TASK REQUIREMENTS -
1) According to the SQL Server Integration Services text, which .NET programming languages have full support?
2) Continue the SQL Server Integration Services text from the point where it stops.

DOCUMENT TEXT -
━━━━━━━━

Introducing SQL Server 2008 and 2008 R2 Integration Services

SQL Server platform comprises of several distinct, highly efficient
components, which include Database Engine (with its Service Broker and
Replication mechanisms), Analysis Services (incorporating Data Mining and
Multi-dimensional Data methodologies), and Reporting Services. All of them are
not only highly optimized for the purpose of accomplishing their intended
goals, but also capable of interacting with each other. While some of this interaction
is inherent to their individual design, its most powerful features are
incorporated into the fourth main component, known as SQL Server Integration
Services (SSIS). In addition to providing infrastructure for exchanging and
manipulating data internal to SQL Server, SSIS also excels in performing
equivalent tasks when dealing with wide variety of external data stores. The
goal of our article is to describe its general characteristics.

SQL Server Integration Services technology is frequently described using the
term Extraction, Transformation, and Loading (ETL), which conveniently
summarizes its primary features, although it hardly reflects their breadth and
versatility. In particular, the level of flexibility and customization that
became available in SQL Server 2008 has been enhanced by tighter integration
with Visual Studio, including full support for .NET programming languages (both
VB.NET and C#), as well as project-based code management and versioning. At the
same rate, however, the need for custom development has been minimized by
extending the selection of built-in features that can be employed to deliver
desired functionality.

━━━━━━━━

EXTRACTED DATA -
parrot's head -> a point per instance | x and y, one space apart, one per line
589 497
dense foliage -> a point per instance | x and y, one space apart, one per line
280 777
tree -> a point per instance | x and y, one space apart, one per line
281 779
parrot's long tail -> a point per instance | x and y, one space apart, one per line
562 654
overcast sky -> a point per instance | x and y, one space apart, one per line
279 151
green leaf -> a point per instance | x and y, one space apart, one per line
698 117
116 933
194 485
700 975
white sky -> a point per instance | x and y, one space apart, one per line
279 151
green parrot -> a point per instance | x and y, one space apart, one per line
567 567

━━━━━━━━

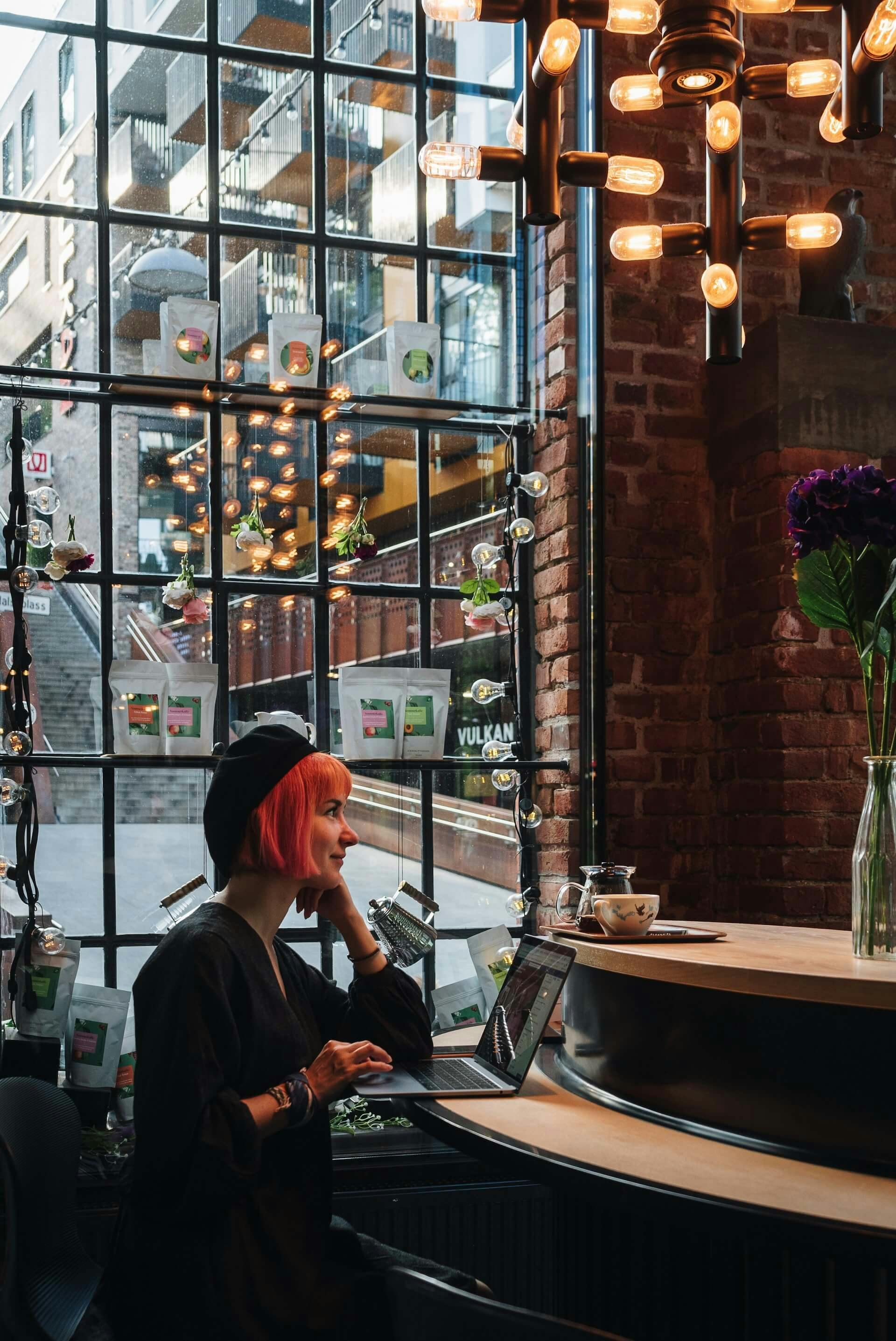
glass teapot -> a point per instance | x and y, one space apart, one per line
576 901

━━━━━━━━

ANSWERS IN ORDER -
1) VB.NET and C#.

2)
The current version of the product constitutes a major departure from its
original implementation introduced in SQL Server 7.0, known as Data
Transformation Services (for more information about DTS, refer to our
earlier series of articles
). The first surge of significant architectural
and functional improvements (which you can read about in our comprehensive
coverage of this subject on the Database
Journal Web site
) has been applied to the SQL Server 2005 release,
justifying rebranding DTS to its current name. That moment also marked the
inception of Business Intelligence Development Studio as the primary tool for
managing ETL functionality. Its interface, consistent with the Integrated
Development Environment (IDE) of Visual Studio, was a clear indication of the
shift in the approach to database design and management, signifying the need
for increased programming knowledge among database administrators. While the
latest renditions (especially the R2 release) do not bring changes as
revolutionary as those characterizing its predecessor, there are numerous
innovations worthy of our attention that will be covered in our upcoming
articles (one of them is the introduction of Visual Studio Tools for
Applications, which further simplifies the Microsoft.NET Framework-based
development). More importantly, SSIS further strengthens its position as one of
the primary foundations of Business Intelligence, delivering a powerful
framework for solutions that combine data from disparate sources, facilitating
its analysis and reporting. Focus on the Self-Service aspect of the product
empowers end-users, not only simplifying creation of such solutions but also
lessening the burden carried commonly by Information Technology departments.

In order to gain an understanding of the principles governing the behavior
of SQL Server Integration Services, we first need to briefly describe its
elementary concepts. As we have already pointed out, the underlying purpose of
this technology is to deliver a combination of data extraction, transformation,
and loading activities. The corresponding work is encapsulated into a software
construct called a package.
Effectively, such package
becomes a collection of SSIS elements that can be (as a whole) independently
executed, saved, or retrieved (its implementation takes the form of an XML-formatted .DTSX file, which is stored either
internally within SQL Server or externally, as part of the operating
system-managed file system). In general, objects included within a package
belong to one of two categories.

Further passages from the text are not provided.